Instructions for the task:
Return the listing below exactly, with the pictures dropped.

Data section:
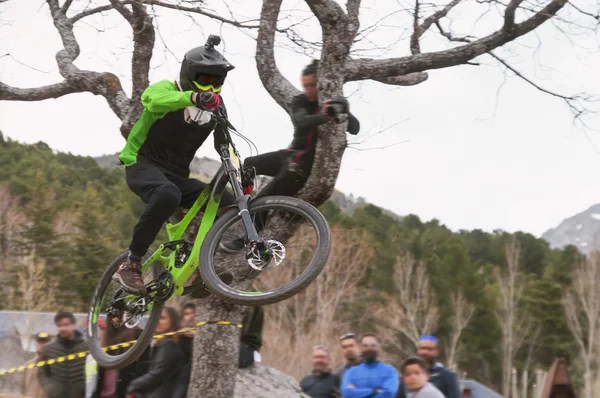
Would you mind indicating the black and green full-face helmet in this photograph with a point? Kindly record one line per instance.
(204, 61)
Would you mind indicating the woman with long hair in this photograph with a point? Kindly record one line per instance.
(165, 361)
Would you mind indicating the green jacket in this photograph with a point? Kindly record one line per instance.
(164, 136)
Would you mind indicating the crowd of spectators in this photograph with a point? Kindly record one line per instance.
(162, 371)
(364, 375)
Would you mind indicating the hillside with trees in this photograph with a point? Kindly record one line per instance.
(63, 218)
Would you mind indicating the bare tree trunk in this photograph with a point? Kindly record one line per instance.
(582, 308)
(462, 312)
(524, 384)
(514, 328)
(216, 350)
(412, 310)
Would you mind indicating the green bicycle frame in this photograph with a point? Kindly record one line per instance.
(177, 231)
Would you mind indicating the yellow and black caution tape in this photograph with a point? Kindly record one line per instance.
(83, 354)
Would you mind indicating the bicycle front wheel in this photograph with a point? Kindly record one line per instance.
(122, 310)
(299, 241)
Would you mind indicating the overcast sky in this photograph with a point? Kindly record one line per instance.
(472, 146)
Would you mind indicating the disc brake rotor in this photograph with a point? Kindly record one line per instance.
(264, 262)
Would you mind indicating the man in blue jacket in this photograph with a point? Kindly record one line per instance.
(371, 378)
(442, 378)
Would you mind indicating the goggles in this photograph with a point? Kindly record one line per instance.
(207, 82)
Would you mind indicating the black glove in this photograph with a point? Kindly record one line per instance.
(208, 101)
(338, 106)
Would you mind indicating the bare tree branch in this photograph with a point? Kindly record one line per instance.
(589, 14)
(573, 101)
(124, 11)
(363, 69)
(92, 11)
(509, 14)
(419, 30)
(200, 11)
(328, 12)
(275, 83)
(66, 6)
(143, 44)
(105, 84)
(8, 93)
(436, 16)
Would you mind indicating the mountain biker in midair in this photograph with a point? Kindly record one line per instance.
(177, 118)
(291, 167)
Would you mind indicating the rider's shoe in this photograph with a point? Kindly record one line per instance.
(129, 275)
(202, 292)
(233, 246)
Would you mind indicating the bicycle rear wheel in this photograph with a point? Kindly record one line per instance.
(109, 298)
(291, 218)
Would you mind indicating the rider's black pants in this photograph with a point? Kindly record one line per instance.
(163, 194)
(290, 170)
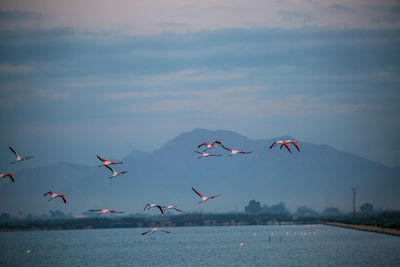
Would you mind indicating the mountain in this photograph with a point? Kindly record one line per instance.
(317, 176)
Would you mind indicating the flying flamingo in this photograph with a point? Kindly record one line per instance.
(203, 198)
(171, 207)
(234, 152)
(54, 195)
(205, 155)
(282, 143)
(19, 158)
(292, 142)
(104, 211)
(7, 175)
(149, 206)
(155, 230)
(208, 146)
(115, 173)
(106, 162)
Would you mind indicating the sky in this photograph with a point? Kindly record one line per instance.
(78, 78)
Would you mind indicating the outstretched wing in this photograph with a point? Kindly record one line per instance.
(216, 142)
(147, 232)
(160, 208)
(15, 152)
(175, 208)
(227, 148)
(214, 196)
(64, 199)
(274, 143)
(202, 144)
(103, 160)
(197, 192)
(295, 144)
(113, 211)
(111, 169)
(286, 146)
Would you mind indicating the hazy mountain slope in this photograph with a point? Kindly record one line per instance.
(166, 176)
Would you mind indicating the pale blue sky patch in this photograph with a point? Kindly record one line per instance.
(254, 68)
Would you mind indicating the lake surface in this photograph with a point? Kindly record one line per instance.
(301, 245)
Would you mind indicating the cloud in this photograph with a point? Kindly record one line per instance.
(12, 19)
(295, 16)
(186, 75)
(338, 8)
(157, 16)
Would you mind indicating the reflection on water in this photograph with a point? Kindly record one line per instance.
(306, 245)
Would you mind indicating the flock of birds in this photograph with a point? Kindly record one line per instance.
(162, 209)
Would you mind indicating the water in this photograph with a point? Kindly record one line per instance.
(201, 246)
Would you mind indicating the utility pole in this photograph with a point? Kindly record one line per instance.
(326, 200)
(354, 201)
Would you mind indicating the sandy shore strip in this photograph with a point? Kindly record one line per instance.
(368, 228)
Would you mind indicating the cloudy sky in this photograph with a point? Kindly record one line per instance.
(79, 78)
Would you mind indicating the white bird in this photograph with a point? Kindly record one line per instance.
(7, 175)
(234, 152)
(104, 211)
(171, 207)
(54, 195)
(203, 198)
(205, 155)
(149, 206)
(282, 143)
(155, 230)
(208, 146)
(106, 162)
(19, 158)
(115, 173)
(292, 142)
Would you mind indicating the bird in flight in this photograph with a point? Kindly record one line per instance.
(208, 146)
(292, 142)
(106, 162)
(54, 195)
(205, 155)
(7, 175)
(155, 230)
(282, 143)
(149, 206)
(104, 211)
(19, 158)
(115, 173)
(234, 152)
(171, 207)
(203, 198)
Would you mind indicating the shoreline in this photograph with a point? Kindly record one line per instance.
(367, 228)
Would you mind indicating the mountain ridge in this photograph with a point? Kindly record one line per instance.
(167, 174)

Output:
Would you mind indicating the black and green full-face helmet in this photograph with a point? Kindly record one line per instance.
(204, 61)
Would you mind indicating the woman with long hair in this photograph with a point? Kindly record one line per instance.
(165, 361)
Would you mind indicating the green jacket in this photograph with a point? Kindly record one line per instance.
(164, 136)
Would you mind indicating the crowd of spectators in this photograph with a point? Kindly record one line per instance.
(162, 371)
(364, 375)
Would you mind indicating the hillside with trees in this photograph with a point? Kindly record one line per instance.
(63, 218)
Would you mind indicating the bare tree trunk in this photograph with a point? Kindly record one line per instance.
(582, 308)
(462, 312)
(524, 384)
(514, 328)
(216, 350)
(412, 310)
Would you mind indicating the green bicycle frame in this photograph with a point? Kindly record one line per instance.
(177, 231)
Would you mind indicating the yellow and black caution tape in this photograph with a point? Kindly record one line per instance.
(83, 354)
Would you mind indicating the bicycle front wheel in this photograph with a point? Kindly record one line per instance.
(122, 310)
(299, 241)
Would you mind indicating the overcast sky in this photograph with a point? Kindly record one line per instance.
(472, 146)
Would you mind indicating the disc brake rotor in this photograph with a point? Kindly record one line per instance.
(264, 262)
Would you mind indicating the man in blue jacket in this photograph with a point? Kindly record one line per instance.
(371, 378)
(442, 378)
Would you mind indicating the goggles in this photograph with a point? Kindly record one line per instance.
(207, 82)
Would you mind indicating the black glove in this photograph with a point? Kindly record one line per instance.
(208, 101)
(338, 106)
Would you mind indicating the bare tree branch in this photograph with a point? Kindly record one line per instance.
(589, 14)
(573, 101)
(124, 11)
(363, 69)
(92, 11)
(509, 14)
(419, 30)
(200, 11)
(328, 12)
(275, 83)
(66, 6)
(143, 44)
(105, 84)
(8, 93)
(436, 16)
Would you mind indicating the mountain biker in midair in this photograph with a point? Kindly record one line per instance.
(177, 118)
(291, 167)
Would you mind indicating the rider's shoe in this photograph with a point? Kindly record one line per instance.
(129, 275)
(202, 292)
(233, 246)
Would you mind indicating the bicycle rear wheel in this photograph with a point? Kindly record one line per instance.
(109, 298)
(291, 218)
Would you mind indicating the rider's black pants in this photograph with a point? Kindly record one line per instance.
(163, 194)
(290, 170)
Would you mind indicating the mountain in this photograph with a point? Kindly record one line per instance.
(317, 176)
Would you mind indicating the flying flamingo in this photograph with a point? Kindly record one line per instance.
(203, 198)
(171, 207)
(234, 152)
(54, 195)
(205, 155)
(282, 143)
(19, 158)
(292, 142)
(104, 211)
(7, 175)
(149, 206)
(155, 230)
(208, 146)
(115, 173)
(106, 162)
Would you mind indicating the sky in this photograph with a point? Kindly record one line per instance.
(78, 78)
Would you mind indicating the outstretched wing in this photograph with a point? Kindly record one line per instance.
(216, 142)
(147, 232)
(160, 208)
(15, 152)
(175, 208)
(227, 148)
(214, 196)
(64, 199)
(274, 143)
(202, 144)
(103, 160)
(197, 192)
(295, 144)
(113, 211)
(111, 169)
(286, 146)
Would you mind indicating the hazy mountain slope in this photograph with a point? Kindly record one line per instance.
(166, 176)
Would you mind indicating the pale blue sky patch in this photograph with a point? Kindly record one line per instance.
(254, 68)
Would you mind indicating the lake surface in this photograph with a point? Kindly record one line per instance.
(301, 245)
Would you mind indicating the cloud in this photograph with a point? Kindly record one line per instance.
(12, 19)
(295, 16)
(186, 75)
(338, 8)
(157, 16)
Would you mind indicating the reflection on water in this photograph with a point? Kindly record one line per instance.
(306, 245)
Would you mind indicating the flock of birds in this photograph with a point? Kindly record one line per instance.
(162, 209)
Would you mind indicating the water in this photograph with a point? Kindly record one line per instance.
(201, 246)
Would you mind indicating the utility pole in this photograph with a point? Kindly record one line per instance.
(326, 200)
(354, 201)
Would you mind indicating the sandy shore strip in this photograph with a point? Kindly record one line per instance.
(368, 228)
Would you mind indicating the cloudy sky in this photograph with a point? Kindly record one line per instance.
(79, 78)
Would you mind indicating the white bird in this photograph with a point? Kindly record one line per instance.
(7, 175)
(234, 152)
(104, 211)
(171, 207)
(54, 195)
(203, 198)
(205, 155)
(149, 206)
(282, 143)
(155, 230)
(208, 146)
(106, 162)
(19, 158)
(115, 173)
(292, 142)
Would you mind indicating the bird in flight in this photograph with a point? Kindly record one line per instance.
(208, 146)
(292, 142)
(106, 162)
(54, 195)
(205, 155)
(7, 175)
(155, 230)
(282, 143)
(149, 206)
(104, 211)
(19, 158)
(115, 173)
(234, 152)
(171, 207)
(203, 198)
Would you mind indicating the shoreline in this photograph with a point? Kindly record one line per instance.
(367, 228)
Would you mind indicating the mountain ridge in this photograph with a point? Kindly record one line per instance.
(167, 174)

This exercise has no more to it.